[BEGIN]

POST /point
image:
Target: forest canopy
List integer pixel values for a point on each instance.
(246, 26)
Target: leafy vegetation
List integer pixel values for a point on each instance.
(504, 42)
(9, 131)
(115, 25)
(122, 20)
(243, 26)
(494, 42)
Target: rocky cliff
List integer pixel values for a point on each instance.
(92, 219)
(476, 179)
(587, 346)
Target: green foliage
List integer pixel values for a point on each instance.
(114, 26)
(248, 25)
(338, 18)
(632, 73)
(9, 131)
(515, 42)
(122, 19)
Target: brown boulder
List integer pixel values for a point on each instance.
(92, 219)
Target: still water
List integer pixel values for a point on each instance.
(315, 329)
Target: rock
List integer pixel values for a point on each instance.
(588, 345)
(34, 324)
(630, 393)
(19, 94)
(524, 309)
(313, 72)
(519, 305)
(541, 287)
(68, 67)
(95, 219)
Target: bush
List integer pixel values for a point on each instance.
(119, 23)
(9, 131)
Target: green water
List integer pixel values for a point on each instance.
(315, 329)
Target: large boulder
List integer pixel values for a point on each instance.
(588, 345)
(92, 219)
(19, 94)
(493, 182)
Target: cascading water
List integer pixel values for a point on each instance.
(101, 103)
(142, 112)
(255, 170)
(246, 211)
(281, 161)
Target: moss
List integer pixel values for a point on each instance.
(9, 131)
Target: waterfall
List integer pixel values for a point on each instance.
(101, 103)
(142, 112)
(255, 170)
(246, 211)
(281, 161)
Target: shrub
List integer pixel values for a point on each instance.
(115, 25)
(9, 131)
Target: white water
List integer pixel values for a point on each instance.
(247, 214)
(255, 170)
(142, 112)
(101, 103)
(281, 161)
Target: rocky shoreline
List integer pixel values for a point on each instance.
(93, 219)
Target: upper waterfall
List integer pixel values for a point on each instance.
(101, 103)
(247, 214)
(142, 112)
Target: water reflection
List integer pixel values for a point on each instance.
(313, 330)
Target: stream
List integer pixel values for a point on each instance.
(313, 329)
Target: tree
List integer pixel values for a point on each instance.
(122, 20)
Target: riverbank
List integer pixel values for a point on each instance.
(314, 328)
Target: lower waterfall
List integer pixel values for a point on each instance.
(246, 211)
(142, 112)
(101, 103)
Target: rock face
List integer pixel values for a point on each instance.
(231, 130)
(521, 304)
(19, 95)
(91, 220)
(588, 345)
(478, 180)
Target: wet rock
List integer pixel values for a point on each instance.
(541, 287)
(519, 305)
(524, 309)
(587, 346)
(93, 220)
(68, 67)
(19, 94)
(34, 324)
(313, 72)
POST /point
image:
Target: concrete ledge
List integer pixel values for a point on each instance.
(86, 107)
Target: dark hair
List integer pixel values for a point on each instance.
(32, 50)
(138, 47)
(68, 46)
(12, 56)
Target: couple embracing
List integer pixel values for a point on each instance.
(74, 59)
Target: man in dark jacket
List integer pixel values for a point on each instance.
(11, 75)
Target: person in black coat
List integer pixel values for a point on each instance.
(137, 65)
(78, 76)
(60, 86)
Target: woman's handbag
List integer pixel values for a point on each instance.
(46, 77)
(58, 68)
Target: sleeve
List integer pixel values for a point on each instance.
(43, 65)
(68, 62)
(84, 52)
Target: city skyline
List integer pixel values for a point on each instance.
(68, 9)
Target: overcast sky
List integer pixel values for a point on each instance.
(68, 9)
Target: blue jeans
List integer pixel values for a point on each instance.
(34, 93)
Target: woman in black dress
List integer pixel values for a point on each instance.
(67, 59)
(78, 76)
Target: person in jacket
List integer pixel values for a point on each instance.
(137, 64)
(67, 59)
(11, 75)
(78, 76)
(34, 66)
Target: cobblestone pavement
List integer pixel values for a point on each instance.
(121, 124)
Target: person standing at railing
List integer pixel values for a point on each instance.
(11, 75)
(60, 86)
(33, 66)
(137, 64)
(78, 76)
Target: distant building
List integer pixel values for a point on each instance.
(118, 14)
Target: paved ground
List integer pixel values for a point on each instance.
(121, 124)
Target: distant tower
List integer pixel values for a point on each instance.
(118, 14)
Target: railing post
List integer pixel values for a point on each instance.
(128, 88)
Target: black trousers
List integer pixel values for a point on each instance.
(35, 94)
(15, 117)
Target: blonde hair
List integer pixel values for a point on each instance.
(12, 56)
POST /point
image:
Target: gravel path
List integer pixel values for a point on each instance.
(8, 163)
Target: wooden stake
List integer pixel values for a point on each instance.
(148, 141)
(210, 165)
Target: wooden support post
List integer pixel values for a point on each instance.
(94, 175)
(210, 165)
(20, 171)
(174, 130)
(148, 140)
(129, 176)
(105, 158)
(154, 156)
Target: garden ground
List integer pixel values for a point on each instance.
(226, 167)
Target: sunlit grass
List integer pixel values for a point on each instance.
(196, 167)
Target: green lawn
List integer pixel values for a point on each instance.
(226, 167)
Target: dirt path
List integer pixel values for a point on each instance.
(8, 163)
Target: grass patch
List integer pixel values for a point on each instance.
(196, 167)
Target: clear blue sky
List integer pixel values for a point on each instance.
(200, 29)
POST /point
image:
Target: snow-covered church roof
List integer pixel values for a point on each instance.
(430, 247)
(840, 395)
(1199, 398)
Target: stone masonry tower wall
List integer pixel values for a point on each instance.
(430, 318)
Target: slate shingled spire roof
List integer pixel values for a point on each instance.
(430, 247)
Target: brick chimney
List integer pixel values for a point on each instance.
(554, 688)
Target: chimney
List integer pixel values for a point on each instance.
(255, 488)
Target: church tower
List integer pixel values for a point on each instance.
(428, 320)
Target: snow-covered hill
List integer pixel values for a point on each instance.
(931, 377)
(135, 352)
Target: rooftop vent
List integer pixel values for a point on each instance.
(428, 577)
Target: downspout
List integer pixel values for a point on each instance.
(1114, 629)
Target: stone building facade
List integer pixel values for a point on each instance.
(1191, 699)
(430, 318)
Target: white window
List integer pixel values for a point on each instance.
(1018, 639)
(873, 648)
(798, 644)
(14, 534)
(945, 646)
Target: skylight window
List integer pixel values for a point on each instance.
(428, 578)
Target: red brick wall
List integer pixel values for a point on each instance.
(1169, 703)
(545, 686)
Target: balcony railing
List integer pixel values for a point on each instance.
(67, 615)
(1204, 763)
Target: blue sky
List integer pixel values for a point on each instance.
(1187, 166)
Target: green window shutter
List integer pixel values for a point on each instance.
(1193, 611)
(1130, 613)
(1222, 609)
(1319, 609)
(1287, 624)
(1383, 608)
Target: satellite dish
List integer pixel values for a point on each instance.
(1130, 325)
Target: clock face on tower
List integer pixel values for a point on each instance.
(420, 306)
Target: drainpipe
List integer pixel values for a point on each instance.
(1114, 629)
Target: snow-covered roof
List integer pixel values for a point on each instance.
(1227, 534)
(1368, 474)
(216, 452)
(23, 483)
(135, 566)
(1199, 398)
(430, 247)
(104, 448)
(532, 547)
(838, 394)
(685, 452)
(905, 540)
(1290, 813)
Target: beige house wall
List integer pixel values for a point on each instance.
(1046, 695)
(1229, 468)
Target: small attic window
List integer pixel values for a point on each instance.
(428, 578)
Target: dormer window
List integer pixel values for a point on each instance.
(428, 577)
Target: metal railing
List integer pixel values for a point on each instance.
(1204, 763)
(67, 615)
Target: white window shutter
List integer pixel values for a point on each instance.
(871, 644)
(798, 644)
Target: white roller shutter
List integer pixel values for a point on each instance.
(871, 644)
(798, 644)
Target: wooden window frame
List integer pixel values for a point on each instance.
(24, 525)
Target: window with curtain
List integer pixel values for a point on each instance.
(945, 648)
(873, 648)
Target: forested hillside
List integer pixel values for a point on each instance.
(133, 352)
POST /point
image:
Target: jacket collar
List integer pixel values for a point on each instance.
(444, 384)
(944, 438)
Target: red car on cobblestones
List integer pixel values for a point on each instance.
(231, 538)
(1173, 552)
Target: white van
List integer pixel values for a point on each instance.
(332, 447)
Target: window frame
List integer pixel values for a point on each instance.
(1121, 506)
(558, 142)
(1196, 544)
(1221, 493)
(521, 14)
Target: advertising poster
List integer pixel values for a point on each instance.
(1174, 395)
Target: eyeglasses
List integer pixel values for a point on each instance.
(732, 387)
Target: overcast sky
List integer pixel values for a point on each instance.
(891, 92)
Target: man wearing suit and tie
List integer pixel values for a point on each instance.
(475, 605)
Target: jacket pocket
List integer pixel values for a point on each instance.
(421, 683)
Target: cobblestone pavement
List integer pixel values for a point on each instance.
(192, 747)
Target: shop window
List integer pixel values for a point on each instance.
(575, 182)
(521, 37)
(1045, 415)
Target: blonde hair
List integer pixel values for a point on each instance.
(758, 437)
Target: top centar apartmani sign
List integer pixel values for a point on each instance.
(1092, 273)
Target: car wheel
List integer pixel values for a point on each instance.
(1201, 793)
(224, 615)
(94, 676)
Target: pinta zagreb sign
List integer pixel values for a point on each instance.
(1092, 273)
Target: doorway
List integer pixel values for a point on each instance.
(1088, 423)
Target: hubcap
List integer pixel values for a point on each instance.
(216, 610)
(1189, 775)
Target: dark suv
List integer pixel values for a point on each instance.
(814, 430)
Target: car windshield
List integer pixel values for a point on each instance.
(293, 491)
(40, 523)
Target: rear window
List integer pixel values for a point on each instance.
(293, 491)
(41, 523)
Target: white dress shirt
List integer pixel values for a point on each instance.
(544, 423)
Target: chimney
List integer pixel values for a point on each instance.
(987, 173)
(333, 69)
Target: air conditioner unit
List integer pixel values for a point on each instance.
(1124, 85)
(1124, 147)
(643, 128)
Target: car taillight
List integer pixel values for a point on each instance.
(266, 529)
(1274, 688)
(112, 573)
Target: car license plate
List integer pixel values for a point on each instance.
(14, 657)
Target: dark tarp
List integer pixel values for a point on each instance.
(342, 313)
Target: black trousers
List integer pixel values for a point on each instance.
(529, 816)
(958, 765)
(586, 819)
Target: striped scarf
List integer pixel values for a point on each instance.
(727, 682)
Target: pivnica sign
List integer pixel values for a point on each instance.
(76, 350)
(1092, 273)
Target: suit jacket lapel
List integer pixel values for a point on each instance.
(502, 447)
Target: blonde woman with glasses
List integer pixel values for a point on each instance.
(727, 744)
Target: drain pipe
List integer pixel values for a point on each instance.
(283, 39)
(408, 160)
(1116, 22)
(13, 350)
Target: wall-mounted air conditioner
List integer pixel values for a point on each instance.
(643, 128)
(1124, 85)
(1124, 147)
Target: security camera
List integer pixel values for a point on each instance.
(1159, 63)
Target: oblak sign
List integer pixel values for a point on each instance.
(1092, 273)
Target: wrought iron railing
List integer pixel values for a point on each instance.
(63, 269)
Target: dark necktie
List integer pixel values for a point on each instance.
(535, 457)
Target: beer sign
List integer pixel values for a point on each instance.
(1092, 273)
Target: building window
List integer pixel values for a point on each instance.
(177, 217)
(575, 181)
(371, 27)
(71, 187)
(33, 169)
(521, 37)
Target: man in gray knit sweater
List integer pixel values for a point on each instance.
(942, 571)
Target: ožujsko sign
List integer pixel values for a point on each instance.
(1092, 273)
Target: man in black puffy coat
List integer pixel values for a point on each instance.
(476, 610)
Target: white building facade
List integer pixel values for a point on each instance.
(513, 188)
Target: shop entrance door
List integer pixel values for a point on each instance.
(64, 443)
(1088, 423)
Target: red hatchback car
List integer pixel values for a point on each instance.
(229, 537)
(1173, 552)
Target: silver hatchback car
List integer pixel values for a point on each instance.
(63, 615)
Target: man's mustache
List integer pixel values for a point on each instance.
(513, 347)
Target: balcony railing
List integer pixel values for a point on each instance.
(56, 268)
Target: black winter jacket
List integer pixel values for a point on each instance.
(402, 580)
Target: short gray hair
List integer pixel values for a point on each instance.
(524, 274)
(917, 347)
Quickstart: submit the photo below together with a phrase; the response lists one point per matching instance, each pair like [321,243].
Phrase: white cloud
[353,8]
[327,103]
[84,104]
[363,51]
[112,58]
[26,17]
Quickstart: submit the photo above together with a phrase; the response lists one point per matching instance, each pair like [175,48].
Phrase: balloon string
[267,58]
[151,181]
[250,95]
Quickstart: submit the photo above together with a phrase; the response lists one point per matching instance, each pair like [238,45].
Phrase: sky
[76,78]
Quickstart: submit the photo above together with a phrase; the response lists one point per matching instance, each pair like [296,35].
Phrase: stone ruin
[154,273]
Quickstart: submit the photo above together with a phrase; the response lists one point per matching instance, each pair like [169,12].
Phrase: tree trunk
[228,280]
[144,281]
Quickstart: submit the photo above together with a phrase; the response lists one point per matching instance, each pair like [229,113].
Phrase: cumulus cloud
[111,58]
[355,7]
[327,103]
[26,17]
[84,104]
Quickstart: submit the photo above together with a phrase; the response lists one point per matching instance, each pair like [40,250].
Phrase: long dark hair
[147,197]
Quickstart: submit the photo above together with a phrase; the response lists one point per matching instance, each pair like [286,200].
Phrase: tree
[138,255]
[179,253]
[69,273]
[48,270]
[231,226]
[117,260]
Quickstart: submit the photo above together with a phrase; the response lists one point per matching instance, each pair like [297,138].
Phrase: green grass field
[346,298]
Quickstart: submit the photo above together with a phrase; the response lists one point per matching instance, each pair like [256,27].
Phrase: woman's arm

[END]

Reproduce exactly the line containing "pair like [40,250]." and every line after it through the end of the records above, and nothing else.

Quickstart: submit the photo above together with a phrase; the response lists one point per matching instance, each pair like [40,250].
Phrase: long dark hair
[147,197]
Quickstart: submit the photo above together with a phrase; the response lists one point per matching instance, each pair like [286,200].
Phrase: tree
[138,255]
[179,253]
[69,273]
[48,270]
[231,226]
[117,260]
Quickstart: submit the photo above together with a phrase; the response lists one point per matching instance, each pair like [297,138].
Phrase: green grass field
[346,298]
Quickstart: submit the photo above together with a phrase; the response lists one point per matching instance, each pair like [256,27].
Phrase: woman's arm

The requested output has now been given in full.